| Requests |
(a) From the article on Huawei's AI storage below, extract the passage starting with "Turning data into" and going on through "of data storage.".
(b) Answer these questions from the article on Huawei's AI storage below.
(i) What four key areas does storage need to adapt to, according to the article?
(ii) Which technology helps make data more discoverable and supports cross-department data sharing?
(iii) On average, how long can large-scale AI training runs last before interruptions force a stop?

| Source extract |
►
Turning data into knowledge: How Huawei is upgrading storage for the AI era

(Image credit: Future)

Without data, AI would not be able to exist and AI cannot get better without significant developments in how data is stored and used for AI scenarios. Traditional data storage systems simply hold raw data but AI wordloads require systems that can turn raw information into knowledge. Leading the change in what we consider storage to be is Huawei, helping businesses utilize information in a new future of data storage.

The emergence of artificial intelligence has created four key areas that storage needs to adapt to: AI Corpus, AI training, AI inference, and agentic AI. Each of these areas has its own technical challenges that require unique and innovative solutions.

An image of Peter Zhou — (Image credit: Huawei)

AI Corpus: Building Intelligent Data Lakes

The foundation of any AI model is the data that it’s trained on. Most large organizations struggle with fragmented, siloed information. Huawei's AI data lake architecture enables efficient aggregation of massive corpora with high-density storage and multi-modal data fusion management.

Even though most businesses are discarding 97% of their data, the key isn’t just storing more data but making existing data more accessible, discoverable, and usable for training. Huawei’s AI data lake architecture, turns isolated islands into data repositories enabling companies to aggregate massive amounts of data. The DME Omni-Dataverse technology helps make data more discoverable and facilitates cross department data sharing.

Huawei OceanStor A600 — (Image credit: Future)

AI Training: Minimizing Downtime, Maximizing Efficiency

When training large-scale AI, training runs can last for up to 2.6 days on average before hardware failures, maintenance, or other interruptions force a stop. When this happens the system must start from a checkpoint. These checkpoints involve massive amounts of data that requires a lot of time to read and write to the system.

This means that while the storage is doing its job, GPUs that are often the most expensive part of the system are sitting ideally waiting for tasks. Huawei’s OceanStor A series storage can reduce the time it takes to save and restart from checkpoints, lowering the time it takes to train AI and fully utilize the entire computing system.
◄
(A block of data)
►
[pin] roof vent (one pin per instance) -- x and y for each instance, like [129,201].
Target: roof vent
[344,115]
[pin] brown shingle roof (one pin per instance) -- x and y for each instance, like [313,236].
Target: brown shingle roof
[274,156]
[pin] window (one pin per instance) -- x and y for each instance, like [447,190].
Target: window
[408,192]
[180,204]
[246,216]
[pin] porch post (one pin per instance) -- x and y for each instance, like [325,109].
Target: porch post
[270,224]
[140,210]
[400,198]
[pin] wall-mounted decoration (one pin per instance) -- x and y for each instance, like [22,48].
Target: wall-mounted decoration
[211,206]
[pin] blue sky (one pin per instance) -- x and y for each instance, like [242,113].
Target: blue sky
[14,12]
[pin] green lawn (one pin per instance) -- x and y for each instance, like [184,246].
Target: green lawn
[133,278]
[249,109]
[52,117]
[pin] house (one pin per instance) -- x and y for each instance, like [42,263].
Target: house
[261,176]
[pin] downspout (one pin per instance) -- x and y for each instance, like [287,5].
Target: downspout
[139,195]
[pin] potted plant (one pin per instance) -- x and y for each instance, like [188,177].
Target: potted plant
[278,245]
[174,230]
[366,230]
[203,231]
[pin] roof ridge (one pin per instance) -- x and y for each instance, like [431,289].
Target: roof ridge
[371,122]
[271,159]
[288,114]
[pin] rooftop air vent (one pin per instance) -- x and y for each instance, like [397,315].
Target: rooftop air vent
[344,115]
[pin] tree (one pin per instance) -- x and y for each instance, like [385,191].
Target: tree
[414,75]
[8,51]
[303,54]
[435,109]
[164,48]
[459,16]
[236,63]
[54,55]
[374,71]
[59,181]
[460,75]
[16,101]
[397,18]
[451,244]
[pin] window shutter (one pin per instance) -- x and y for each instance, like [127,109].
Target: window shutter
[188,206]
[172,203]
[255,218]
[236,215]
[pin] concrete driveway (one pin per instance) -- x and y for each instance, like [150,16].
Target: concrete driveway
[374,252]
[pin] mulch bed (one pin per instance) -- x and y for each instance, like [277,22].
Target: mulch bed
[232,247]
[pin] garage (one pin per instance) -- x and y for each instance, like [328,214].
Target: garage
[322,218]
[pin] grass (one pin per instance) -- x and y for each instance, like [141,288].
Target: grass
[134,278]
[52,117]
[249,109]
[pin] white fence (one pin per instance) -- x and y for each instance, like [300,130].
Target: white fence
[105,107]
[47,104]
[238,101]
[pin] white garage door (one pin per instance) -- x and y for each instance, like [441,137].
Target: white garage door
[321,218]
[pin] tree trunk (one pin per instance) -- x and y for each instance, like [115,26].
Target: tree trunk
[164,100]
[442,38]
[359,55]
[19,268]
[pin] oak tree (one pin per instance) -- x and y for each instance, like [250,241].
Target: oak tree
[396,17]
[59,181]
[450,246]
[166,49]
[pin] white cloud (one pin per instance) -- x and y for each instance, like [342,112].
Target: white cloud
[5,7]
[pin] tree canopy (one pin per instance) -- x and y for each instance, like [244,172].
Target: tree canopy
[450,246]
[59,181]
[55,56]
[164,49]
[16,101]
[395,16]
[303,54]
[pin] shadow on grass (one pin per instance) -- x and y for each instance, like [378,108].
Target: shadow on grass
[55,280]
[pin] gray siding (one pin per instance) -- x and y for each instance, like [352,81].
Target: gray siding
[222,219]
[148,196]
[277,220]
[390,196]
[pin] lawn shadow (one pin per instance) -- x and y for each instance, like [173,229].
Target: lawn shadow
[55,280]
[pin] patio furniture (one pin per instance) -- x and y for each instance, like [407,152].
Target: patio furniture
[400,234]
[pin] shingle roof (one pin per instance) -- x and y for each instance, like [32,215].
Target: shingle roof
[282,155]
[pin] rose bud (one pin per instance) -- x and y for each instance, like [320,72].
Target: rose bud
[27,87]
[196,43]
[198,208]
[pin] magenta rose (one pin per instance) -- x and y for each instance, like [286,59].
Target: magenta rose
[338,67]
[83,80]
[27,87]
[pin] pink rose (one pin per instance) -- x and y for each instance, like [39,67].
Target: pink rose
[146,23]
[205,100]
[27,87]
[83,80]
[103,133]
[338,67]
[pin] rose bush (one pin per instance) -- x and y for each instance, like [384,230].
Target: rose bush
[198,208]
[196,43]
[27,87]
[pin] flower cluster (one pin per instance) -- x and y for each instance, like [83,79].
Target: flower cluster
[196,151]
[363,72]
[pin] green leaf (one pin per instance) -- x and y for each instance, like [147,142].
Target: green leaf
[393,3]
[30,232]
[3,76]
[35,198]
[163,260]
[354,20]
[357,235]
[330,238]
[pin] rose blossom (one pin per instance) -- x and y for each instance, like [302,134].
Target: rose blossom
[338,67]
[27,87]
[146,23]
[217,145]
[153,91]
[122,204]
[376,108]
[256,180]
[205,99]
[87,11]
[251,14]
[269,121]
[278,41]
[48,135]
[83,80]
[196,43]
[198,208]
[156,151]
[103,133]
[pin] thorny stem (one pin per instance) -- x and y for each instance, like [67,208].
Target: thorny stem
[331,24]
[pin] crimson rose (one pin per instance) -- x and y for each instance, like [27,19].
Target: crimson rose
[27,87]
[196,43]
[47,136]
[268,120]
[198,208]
◄
| Solutions to the problems |
(a)
Turning data into knowledge: How Huawei is upgrading storage for the AI era

(Image credit: Future)

Without data, AI would not be able to exist and AI cannot get better without significant developments in how data is stored and used for AI scenarios. Traditional data storage systems simply hold raw data but AI wordloads require systems that can turn raw information into knowledge. Leading the change in what we consider storage to be is Huawei, helping businesses utilize information in a new future of data storage.

(b)
(i) AI Corpus, AI training, AI inference, and agentic AI.
(ii) The DME Omni-Dataverse technology.
(iii) Up to 2.6 days.